## SELECTED PASSAGE
Cardiovascular Disease in Korean Blue-Collar Workers: Actual Risk, Risk Perception, and Risk Reduction Behavior
- Author(s): Hwang, Won Ju
- Advisor(s): Hong, OiSaeng
- et al.
Background: Blue-collar workers are at high risk for cardiovascular disease (CVD) due to shift and overtime work, and job stress. Despite the increased risk of CVD and the rising compensation for it in Korean blue- collar workers, little is known about the actual risk of CVD, risk perception, and risk reduction behavior in this group. The purpose of this study was to investigate the contribution of actual and perceived risks of CVD and individual, psychosocial, and work-related factors as predictors of CVD risk reduction behavior.
Methods: This is a cross-sectional study with a sample of 238 Korean blue-collar workers, aged 18 years or older, who worked in small companies. Data collection included the Health Promoting Lifestyle Profile II, Knowledge of CVD risk, Risk Perception Index, Family APGAR, Job Contents Questionnaire, and Effort-Reward Imbalance; anthropometric and blood pressure measures; and blood sampling for lipid levels and glucose.
Findings: A multiple regression model showed that individual, psychosocial, and work-related factors, with risk perception for CVD, explained 33% of the variance in actual risk of CVD and that those individual, psychosocial, and work-related factors, with CVD actual risk, explained 28 % of the total variance in CVD risk perception. Waist-hip-ratio was found to be the strongest predictor of CVD actual risk. Finally, multiple regression analyses showed that the model explained 30% of the variance in risk reduction behavior. The significant predictors of risk reduction behavior included higher education, better perceived general health, greater family function, higher social support, better job control, and non-shift work. Actual risk of CVD and risk perception did not predict risk reduction behavior.
Conclusions: CVD risk reduction behavior is influenced more by psychosocial and work-related factors than individual factors. Efforts to improve social support, job control, and shift work are important; enhancing workers' perceived general health and family function are also important strategies for cardiovascular health promotion. Further study is needed to support these results and to explain the lack of relationships of actual and perceived risk to risk reduction behaviors in blue-collar workers at elevated risk of CVD.

## GIVEN MATERIAL
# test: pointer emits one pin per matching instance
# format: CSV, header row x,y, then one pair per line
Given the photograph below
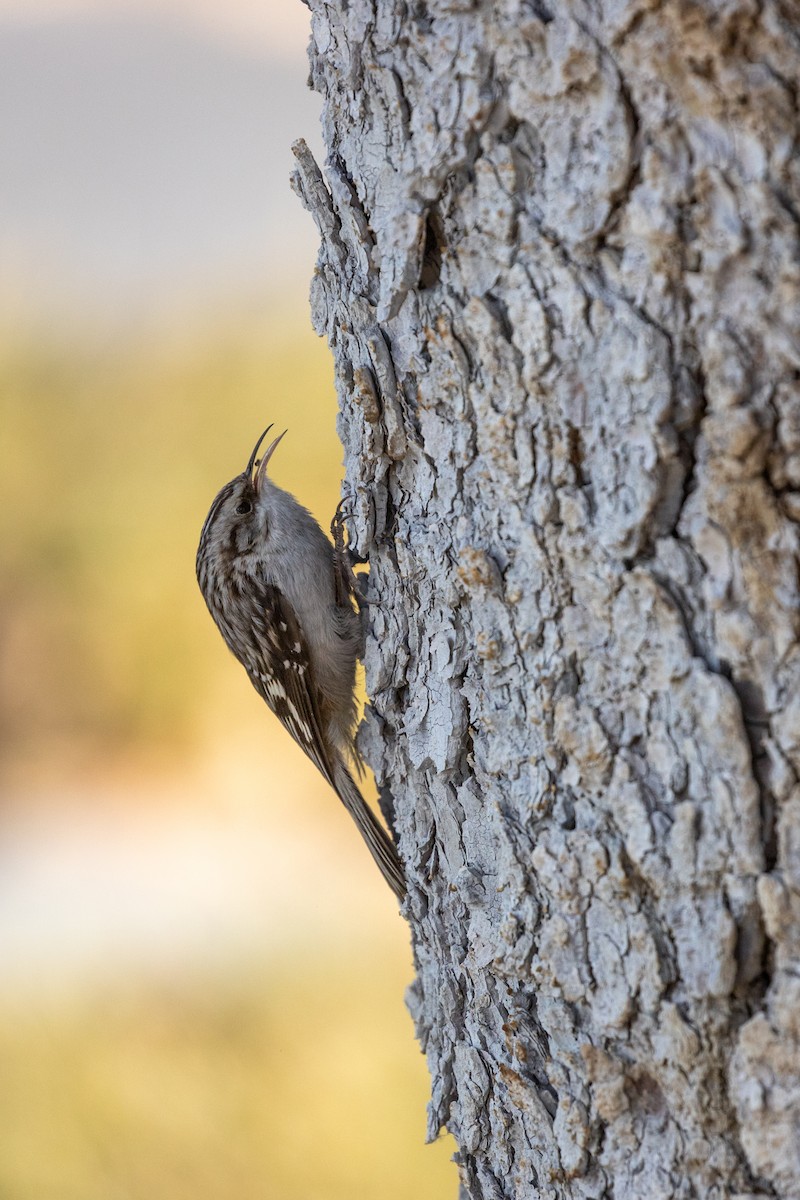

## INSTRUCTIONS
A. Which factors does the abstract list as significant predictors of risk reduction behavior?
B. According to the abstract, why are blue-collar workers at high risk for cardiovascular disease?

## ANSWERS BY TASK
A.
- Higher education
- Better perceived general health
- Greater family function
- Higher social support
- Better job control
- Non-shift work

B. Their shift work, overtime work and job stress put them at high risk for cardiovascular disease.